We must pick up and use the fact that the abortion rate is declining, rather than get sidetracked into a fight about its immediate causes and consequences. Even if it were true (which I doubt) that the greater availability of contraceptives (rather than pro-life educational and law reform efforts) is the primary cause of this decline, and the greater use of contraceptives (rather than more babies being born) is its primary consequence, this trend would be extremely advantagous for the pro-life movement.

As Rachel MacNair has pointed out in her written works, especially in Achieving Peace in the Abortion War (2009),  the trend downward in abortions helps us in at least two ways:

First (whatever may be the cause of the decline in the abortion rate), the less important abortion becomes in peoples’ lives, the easier it will be to restrict it. The so-called “reliance interest” identified in Casey diminishes.

▶ _Goals_
1/ Which book by Rachel MacNair does the passage on the declining abortion rate name?
2/ Shorten the paragraph beginning "We must pick up and use the fact" from the passage on the declining abortion rate to two sentences, keeping its main facts.
3/ Pick up the passage on the declining abortion rate after its last sentence and continue it.
These dataset entries come from a separate source and are not part of the passage.

[Dataset entries]

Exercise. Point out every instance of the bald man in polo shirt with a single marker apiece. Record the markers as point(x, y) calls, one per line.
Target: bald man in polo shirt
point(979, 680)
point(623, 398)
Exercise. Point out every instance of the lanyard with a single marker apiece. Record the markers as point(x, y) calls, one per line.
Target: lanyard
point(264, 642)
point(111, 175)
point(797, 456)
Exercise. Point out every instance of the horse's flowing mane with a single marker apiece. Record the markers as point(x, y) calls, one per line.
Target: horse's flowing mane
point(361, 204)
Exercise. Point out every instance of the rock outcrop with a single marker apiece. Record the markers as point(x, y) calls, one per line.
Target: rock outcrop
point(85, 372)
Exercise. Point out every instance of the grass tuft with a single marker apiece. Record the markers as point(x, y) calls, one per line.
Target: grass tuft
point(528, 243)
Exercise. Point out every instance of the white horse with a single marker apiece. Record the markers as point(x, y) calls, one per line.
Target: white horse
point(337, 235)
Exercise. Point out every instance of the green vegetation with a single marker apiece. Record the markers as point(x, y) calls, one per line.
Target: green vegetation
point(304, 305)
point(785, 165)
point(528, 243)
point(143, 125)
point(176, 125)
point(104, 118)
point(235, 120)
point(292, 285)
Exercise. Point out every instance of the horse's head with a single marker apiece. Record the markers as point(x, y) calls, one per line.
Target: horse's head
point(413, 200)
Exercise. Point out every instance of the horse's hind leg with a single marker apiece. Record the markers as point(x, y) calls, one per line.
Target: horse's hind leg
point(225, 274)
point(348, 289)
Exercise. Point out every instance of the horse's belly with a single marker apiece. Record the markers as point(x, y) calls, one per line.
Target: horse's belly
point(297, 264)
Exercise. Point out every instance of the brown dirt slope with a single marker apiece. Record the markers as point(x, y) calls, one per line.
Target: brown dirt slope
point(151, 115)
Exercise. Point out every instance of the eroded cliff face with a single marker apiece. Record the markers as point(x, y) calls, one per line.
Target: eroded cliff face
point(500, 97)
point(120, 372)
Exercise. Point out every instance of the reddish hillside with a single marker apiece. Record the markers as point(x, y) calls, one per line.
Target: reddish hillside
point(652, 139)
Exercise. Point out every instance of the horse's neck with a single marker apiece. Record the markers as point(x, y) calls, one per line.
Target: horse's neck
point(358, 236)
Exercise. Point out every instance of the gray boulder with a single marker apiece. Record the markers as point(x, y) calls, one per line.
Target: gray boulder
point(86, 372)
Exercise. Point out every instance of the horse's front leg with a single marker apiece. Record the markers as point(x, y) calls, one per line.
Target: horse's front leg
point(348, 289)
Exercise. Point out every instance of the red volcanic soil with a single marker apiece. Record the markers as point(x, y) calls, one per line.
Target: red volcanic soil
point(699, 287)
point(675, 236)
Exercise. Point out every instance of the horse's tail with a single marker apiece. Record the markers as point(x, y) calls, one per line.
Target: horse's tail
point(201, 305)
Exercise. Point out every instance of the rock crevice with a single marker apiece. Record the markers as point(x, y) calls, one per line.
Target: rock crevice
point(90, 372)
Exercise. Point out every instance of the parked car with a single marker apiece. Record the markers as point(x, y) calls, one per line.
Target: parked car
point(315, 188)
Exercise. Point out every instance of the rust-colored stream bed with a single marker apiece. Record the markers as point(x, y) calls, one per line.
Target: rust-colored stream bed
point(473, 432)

▶ _Answers to the exercise_
1/ Achieving Peace in the Abortion War (2009).

2/ The pro-life movement should make use of the declining abortion rate instead of arguing over its immediate causes and consequences. The author doubts that wider contraceptive availability is the main cause and greater contraceptive use the main result, but holds that even if so, the trend would still be highly advantageous for the movement.

3/
Second, if abortions decline, we can use that in a narrative that says that the American people are rejecting abortion. This narrative is useful in reaching those who want to jump on bandwagons (or “be on the right side of history”). But also, and perhaps more importantly, it can help us reach patriotic Americans (i.e., the overwhelming majority of Americans). As long as we are heard to be saying in effect “America is engaging in a holocaust in some ways worse than that of the Nazis”, good and loyal Americans will turn away, will refuse to hear a message so disturbing — or if they do hear and believe it, they may just lose heart. But with this decline, we can now say instead “Some American judges and politicians may still be pro-abortion, but the American people are realizing how tragic abortion is, and they are continuing to turn away from it.” Both narratives are true, in my judgment, but why not use the one that has the greater power to change minds and hearts? Non-violence builds on hope, not on despair.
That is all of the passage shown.